Dataset records:
————

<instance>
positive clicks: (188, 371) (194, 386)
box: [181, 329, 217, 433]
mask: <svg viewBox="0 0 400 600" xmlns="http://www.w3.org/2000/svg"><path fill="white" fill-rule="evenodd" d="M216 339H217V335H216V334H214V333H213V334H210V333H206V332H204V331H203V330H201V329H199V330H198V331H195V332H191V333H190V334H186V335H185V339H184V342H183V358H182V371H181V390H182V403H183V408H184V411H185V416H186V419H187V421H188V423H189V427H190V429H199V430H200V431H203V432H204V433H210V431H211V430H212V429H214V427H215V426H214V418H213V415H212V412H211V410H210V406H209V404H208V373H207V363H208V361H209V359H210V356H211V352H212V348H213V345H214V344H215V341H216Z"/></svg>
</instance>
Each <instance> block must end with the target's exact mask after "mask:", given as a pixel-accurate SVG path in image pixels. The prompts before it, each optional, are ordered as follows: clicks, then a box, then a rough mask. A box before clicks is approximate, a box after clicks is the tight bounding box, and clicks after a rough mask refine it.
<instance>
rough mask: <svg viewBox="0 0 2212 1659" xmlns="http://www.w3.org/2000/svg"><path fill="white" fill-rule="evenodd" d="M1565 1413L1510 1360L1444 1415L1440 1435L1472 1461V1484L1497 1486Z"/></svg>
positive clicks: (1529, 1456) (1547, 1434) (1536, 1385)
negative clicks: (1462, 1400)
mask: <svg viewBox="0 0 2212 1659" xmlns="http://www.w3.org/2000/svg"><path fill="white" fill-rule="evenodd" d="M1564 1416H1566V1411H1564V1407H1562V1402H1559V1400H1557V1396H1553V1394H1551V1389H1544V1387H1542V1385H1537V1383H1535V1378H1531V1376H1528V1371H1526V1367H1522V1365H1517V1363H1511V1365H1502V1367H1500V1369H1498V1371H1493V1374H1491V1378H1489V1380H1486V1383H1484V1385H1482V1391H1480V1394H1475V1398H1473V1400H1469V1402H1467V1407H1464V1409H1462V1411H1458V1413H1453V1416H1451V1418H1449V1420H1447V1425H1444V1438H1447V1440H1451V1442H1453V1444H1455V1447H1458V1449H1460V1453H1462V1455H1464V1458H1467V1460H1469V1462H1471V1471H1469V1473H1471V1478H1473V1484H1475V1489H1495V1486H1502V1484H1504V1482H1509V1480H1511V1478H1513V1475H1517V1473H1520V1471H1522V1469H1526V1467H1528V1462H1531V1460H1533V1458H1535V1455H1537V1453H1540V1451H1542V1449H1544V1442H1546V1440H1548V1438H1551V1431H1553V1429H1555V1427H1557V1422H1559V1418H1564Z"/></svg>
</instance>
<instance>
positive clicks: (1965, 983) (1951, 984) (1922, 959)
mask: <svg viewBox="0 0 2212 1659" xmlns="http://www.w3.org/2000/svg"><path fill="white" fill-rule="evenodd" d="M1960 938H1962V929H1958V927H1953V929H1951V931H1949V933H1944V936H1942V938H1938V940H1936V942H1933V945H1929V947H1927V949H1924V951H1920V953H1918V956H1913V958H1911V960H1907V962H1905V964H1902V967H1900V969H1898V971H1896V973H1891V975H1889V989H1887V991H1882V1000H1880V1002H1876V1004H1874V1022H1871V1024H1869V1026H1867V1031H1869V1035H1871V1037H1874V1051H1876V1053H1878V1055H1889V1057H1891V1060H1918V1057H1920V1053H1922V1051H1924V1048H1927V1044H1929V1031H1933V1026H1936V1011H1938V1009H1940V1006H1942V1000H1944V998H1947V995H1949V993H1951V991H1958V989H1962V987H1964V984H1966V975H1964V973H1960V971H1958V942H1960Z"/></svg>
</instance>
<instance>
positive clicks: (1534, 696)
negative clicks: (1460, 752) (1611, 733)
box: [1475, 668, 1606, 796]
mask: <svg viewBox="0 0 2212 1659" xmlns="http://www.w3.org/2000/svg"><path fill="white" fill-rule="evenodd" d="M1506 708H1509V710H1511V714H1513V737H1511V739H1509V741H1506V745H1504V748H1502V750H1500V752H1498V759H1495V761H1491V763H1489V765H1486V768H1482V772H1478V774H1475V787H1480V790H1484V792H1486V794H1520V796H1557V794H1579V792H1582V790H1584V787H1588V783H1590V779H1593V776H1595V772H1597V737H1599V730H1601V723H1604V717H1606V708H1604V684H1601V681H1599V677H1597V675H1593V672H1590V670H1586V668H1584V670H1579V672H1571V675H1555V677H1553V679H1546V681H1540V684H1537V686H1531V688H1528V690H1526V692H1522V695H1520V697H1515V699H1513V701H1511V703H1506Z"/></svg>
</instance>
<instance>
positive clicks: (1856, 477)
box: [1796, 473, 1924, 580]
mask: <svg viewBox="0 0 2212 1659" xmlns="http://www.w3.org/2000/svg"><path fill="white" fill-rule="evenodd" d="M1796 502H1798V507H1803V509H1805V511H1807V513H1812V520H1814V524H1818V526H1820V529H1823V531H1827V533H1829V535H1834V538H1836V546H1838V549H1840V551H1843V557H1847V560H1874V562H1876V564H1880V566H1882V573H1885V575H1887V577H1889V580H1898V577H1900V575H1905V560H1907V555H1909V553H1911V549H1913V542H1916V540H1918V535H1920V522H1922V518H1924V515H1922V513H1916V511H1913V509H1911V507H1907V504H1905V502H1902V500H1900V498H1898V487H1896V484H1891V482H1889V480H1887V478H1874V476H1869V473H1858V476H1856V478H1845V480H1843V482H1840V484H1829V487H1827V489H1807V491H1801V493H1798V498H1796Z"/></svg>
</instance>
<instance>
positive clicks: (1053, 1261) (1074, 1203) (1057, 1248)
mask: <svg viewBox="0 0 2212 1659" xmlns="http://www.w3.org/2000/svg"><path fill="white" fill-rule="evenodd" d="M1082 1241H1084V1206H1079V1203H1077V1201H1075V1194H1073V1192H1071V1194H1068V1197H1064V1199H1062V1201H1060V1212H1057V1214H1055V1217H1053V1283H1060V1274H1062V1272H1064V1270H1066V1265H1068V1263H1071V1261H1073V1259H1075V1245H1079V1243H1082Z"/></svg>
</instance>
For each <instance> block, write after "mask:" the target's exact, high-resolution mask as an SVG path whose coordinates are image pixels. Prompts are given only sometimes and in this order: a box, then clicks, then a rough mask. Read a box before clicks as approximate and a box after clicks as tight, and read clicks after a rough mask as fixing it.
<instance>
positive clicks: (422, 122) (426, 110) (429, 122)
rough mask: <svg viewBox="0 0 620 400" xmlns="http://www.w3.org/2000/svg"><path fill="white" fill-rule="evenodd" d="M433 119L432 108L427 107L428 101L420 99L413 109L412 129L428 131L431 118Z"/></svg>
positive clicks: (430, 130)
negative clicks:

————

EXERCISE ::
Exactly as written, copy out all the entries above.

WORKED SOLUTION ::
<instance>
positive clicks: (188, 371) (194, 386)
box: [181, 329, 217, 433]
mask: <svg viewBox="0 0 400 600" xmlns="http://www.w3.org/2000/svg"><path fill="white" fill-rule="evenodd" d="M216 339H217V335H216V334H214V333H213V334H210V333H206V332H204V331H203V330H201V329H199V330H198V331H195V332H191V333H190V334H186V335H185V339H184V342H183V358H182V371H181V390H182V403H183V408H184V411H185V416H186V419H187V421H188V423H189V427H190V429H199V430H200V431H203V432H204V433H210V431H211V430H212V429H214V427H215V426H214V418H213V415H212V412H211V410H210V406H209V404H208V373H207V363H208V361H209V359H210V356H211V352H212V348H213V345H214V344H215V341H216Z"/></svg>
</instance>
Each <instance> block must end with the target's exact mask after "mask:", given as a pixel-accurate SVG path in image pixels. The prompts before it, each optional, are ordered as follows: clicks, then a box, then a rough mask. A box before clicks is approximate, a box after clicks is the tight bounding box, and clicks after a rough mask refine it.
<instance>
rough mask: <svg viewBox="0 0 2212 1659" xmlns="http://www.w3.org/2000/svg"><path fill="white" fill-rule="evenodd" d="M1565 1413L1510 1360L1444 1415L1440 1435L1472 1461V1484L1497 1486Z"/></svg>
positive clicks: (1529, 1456) (1547, 1434) (1536, 1385)
negative clicks: (1462, 1400)
mask: <svg viewBox="0 0 2212 1659" xmlns="http://www.w3.org/2000/svg"><path fill="white" fill-rule="evenodd" d="M1564 1416H1566V1411H1564V1407H1562V1402H1559V1400H1557V1396H1553V1394H1551V1389H1544V1387H1542V1385H1537V1383H1535V1378H1531V1376H1528V1371H1526V1367H1522V1365H1517V1363H1511V1365H1502V1367H1500V1369H1498V1371H1493V1374H1491V1378H1489V1380H1486V1383H1484V1385H1482V1391H1480V1394H1475V1398H1473V1400H1469V1402H1467V1407H1464V1409H1462V1411H1458V1413H1453V1416H1451V1418H1449V1420H1447V1425H1444V1438H1447V1440H1451V1442H1453V1444H1455V1447H1458V1449H1460V1453H1462V1455H1464V1458H1467V1460H1469V1462H1471V1471H1469V1473H1471V1478H1473V1484H1475V1489H1495V1486H1502V1484H1504V1482H1509V1480H1511V1478H1513V1475H1517V1473H1520V1471H1522V1469H1526V1467H1528V1462H1531V1460H1533V1458H1535V1455H1537V1453H1540V1451H1542V1449H1544V1442H1546V1440H1548V1438H1551V1431H1553V1429H1555V1427H1557V1422H1559V1418H1564Z"/></svg>
</instance>
<instance>
positive clicks: (1965, 983) (1951, 984) (1922, 959)
mask: <svg viewBox="0 0 2212 1659" xmlns="http://www.w3.org/2000/svg"><path fill="white" fill-rule="evenodd" d="M1960 938H1962V929H1958V927H1953V929H1951V931H1949V933H1944V936H1942V938H1938V940H1936V942H1933V945H1929V947H1927V949H1924V951H1920V953H1918V956H1913V958H1911V960H1907V962H1905V964H1902V967H1900V969H1898V971H1896V973H1891V975H1889V989H1887V991H1882V1000H1880V1002H1876V1004H1874V1022H1871V1024H1869V1026H1867V1031H1869V1035H1871V1037H1874V1051H1876V1053H1878V1055H1889V1057H1891V1060H1918V1057H1920V1053H1922V1051H1924V1048H1927V1044H1929V1031H1933V1026H1936V1011H1938V1009H1940V1006H1942V1000H1944V998H1947V995H1949V993H1951V991H1958V989H1962V987H1964V984H1966V975H1964V973H1960V971H1958V942H1960Z"/></svg>
</instance>
<instance>
positive clicks: (1534, 696)
negative clicks: (1460, 752) (1611, 733)
box: [1475, 668, 1606, 796]
mask: <svg viewBox="0 0 2212 1659" xmlns="http://www.w3.org/2000/svg"><path fill="white" fill-rule="evenodd" d="M1506 708H1509V710H1511V714H1513V737H1511V739H1509V741H1506V745H1504V748H1502V750H1500V752H1498V759H1495V761H1491V763H1489V765H1486V768H1482V772H1478V774H1475V787H1480V790H1484V792H1486V794H1520V796H1557V794H1579V792H1582V790H1584V787H1588V783H1590V779H1593V776H1595V772H1597V737H1599V730H1601V723H1604V717H1606V708H1604V684H1601V681H1599V677H1597V675H1593V672H1590V670H1586V668H1584V670H1579V672H1571V675H1555V677H1553V679H1546V681H1540V684H1537V686H1531V688H1528V690H1526V692H1522V695H1520V697H1515V699H1513V701H1511V703H1506Z"/></svg>
</instance>
<instance>
positive clicks: (1856, 477)
box: [1796, 473, 1924, 580]
mask: <svg viewBox="0 0 2212 1659" xmlns="http://www.w3.org/2000/svg"><path fill="white" fill-rule="evenodd" d="M1796 502H1798V507H1803V509H1805V511H1807V513H1812V520H1814V524H1818V526H1820V529H1823V531H1827V533H1829V535H1834V538H1836V546H1838V549H1840V551H1843V557H1847V560H1874V562H1876V564H1880V566H1882V573H1885V575H1887V577H1889V580H1898V577H1900V575H1905V560H1907V555H1909V553H1911V549H1913V542H1916V540H1918V535H1920V522H1922V518H1924V515H1922V513H1916V511H1913V509H1911V507H1907V504H1905V502H1902V500H1900V498H1898V487H1896V484H1891V482H1889V480H1887V478H1874V476H1869V473H1858V476H1856V478H1845V480H1843V482H1840V484H1829V487H1827V489H1807V491H1801V493H1798V498H1796Z"/></svg>
</instance>
<instance>
positive clicks: (1053, 1261) (1074, 1203) (1057, 1248)
mask: <svg viewBox="0 0 2212 1659" xmlns="http://www.w3.org/2000/svg"><path fill="white" fill-rule="evenodd" d="M1082 1241H1084V1206H1079V1203H1077V1201H1075V1194H1073V1192H1071V1194H1068V1197H1064V1199H1062V1201H1060V1212H1057V1214H1055V1217H1053V1283H1060V1274H1062V1272H1064V1270H1066V1265H1068V1263H1071V1261H1073V1259H1075V1245H1079V1243H1082Z"/></svg>
</instance>
For each <instance> block, write after "mask:" the target's exact, high-resolution mask as an SVG path whose coordinates are image pixels. Prompts are given only sometimes and in this order: a box, then clicks, then a rough mask. Read a box before clicks as approximate and a box after clicks as tight, and read clicks after a rough mask as fixing it.
<instance>
positive clicks: (422, 122) (426, 110) (429, 122)
rough mask: <svg viewBox="0 0 620 400" xmlns="http://www.w3.org/2000/svg"><path fill="white" fill-rule="evenodd" d="M433 119L432 108L427 107L428 101L420 99L413 109L412 129L428 131L431 118Z"/></svg>
positive clicks: (430, 130)
negative clicks:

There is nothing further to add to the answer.